Textauszug:
Zeitreise ins Barcelona der Bürgerkriegszeit
Der Brite Nick Lloyd betreibt ein „Walking Museum" und führt Interessierte durch das Barcelona des Spanischen Bürgerkrieges.

„Hier hat alles gefangen“ sagt Nick Lloyd und deutet auf ein unscheinbares Gebäude im Barceloner Stadtviertel Poble-sec. Anschließend bewegen sich die Finger des Briten Richtung Boden und zeigen auf einen Stolperstein, der aus dem gepflasterten Gehweg der Carrer de Margarit leicht herausragt. Auf dem Messingbelag ist der Name des katalanischen Kommunisten und Fotografen Francesc Boix eingraviert. Er wurde 1920 in dem Gebäude geboren. Heute befindet sich dort eine Bar.
„Es ist die unglaubliche Geschichte dieses jungen Mannes, die mein Interesse am Spanischen Bürgerkrieg geweckt hat“, erzählt Lloyd, der heute sein Geld mit historischen Stadtführungen durch Barcelona verdient. Boix überlebte das KZ Mauthausen, schmuggelte Fotonegative aus dem Lager, und war der einzige Spanier, der bei den Nürnberger Prozessen aussagte. Er starb mit nur 30 Jahren an Nierenversagen, wahrscheinlich eine Folge seiner Haftzeit.
Dass Lloyd auf Boix aufmerksam wurde, war reiner Zufall. Ebenso, dass der Brite seit fast 40 Jahren in Spanien lebt. Denn als er sein Studium der Geografie und Geschichte im Jahr 1987 beendete, wollte er eigentlich die Welt bereisen. Weit kam er jedoch nicht. Ein Jahr später, mit 22 Jahren, ließ sich Lloyd in Zaragoza nieder und verdiente als Englischlehrer sein Geld. „Ich konnte kein Spanisch und auch sonst wusste ich nicht viel“, resümiert der Brite seine Anfangszeit in Spanien. Wenige Jahre später tauschte er die aragonesische Hauptstadt gegen die Mittelmeermetropole Barcelona.

Offene Aufgaben:
a - Beantworte anhand des Textauszugs über Nick Lloyd die folgenden Fragen:
(i) In welchem Jahr wurde Francesc Boix geboren?
(ii) Bei welchen Prozessen sagte Boix als einziger Spanier aus?
(iii) In welcher Stadt ließ sich Lloyd mit 22 Jahren nieder?
b - Fasse den Absatz des Textauszugs über Nick Lloyd, der mit „Dass Lloyd auf Boix aufmerksam wurde“ beginnt, als Liste zusammen und behalte dabei die wichtigsten Fakten bei.

(Gesammelte Dateneinträge)

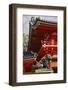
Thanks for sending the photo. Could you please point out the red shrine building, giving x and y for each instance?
(42, 40)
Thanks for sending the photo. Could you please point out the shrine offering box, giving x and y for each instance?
(37, 44)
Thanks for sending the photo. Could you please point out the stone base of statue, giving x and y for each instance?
(43, 70)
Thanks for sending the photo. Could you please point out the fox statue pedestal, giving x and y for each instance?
(43, 70)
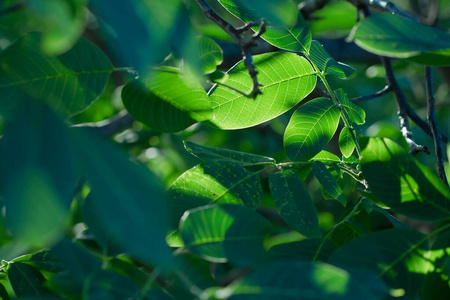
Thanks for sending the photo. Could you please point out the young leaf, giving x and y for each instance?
(286, 77)
(127, 193)
(311, 128)
(302, 280)
(355, 113)
(69, 82)
(397, 256)
(221, 233)
(328, 182)
(294, 203)
(346, 142)
(213, 153)
(401, 182)
(327, 64)
(214, 182)
(27, 281)
(395, 36)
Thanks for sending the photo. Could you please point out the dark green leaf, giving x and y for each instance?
(400, 181)
(69, 82)
(213, 153)
(311, 128)
(126, 208)
(327, 64)
(221, 233)
(214, 182)
(294, 203)
(397, 256)
(27, 281)
(328, 182)
(286, 77)
(395, 36)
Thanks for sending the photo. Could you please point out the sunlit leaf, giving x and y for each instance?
(310, 129)
(294, 203)
(212, 153)
(69, 82)
(221, 233)
(214, 182)
(286, 77)
(400, 181)
(395, 36)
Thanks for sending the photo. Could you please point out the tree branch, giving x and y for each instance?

Lösungen:
a -
(i) 1920
(ii) Bei den Nürnberger Prozessen
(iii) In Zaragoza

b -
- Lloyd stieß rein zufällig auf Boix.
- Auch, dass er seit fast 40 Jahren in Spanien lebt, ist Zufall.
- Nach dem Ende seines Geografie- und Geschichtsstudiums 1987 wollte er eigentlich die Welt bereisen, kam aber nicht weit.
- Ein Jahr später ließ er sich mit 22 Jahren in Zaragoza nieder und arbeitete als Englischlehrer.
- Anfangs konnte er kein Spanisch.
- Wenige Jahre später zog er nach Barcelona.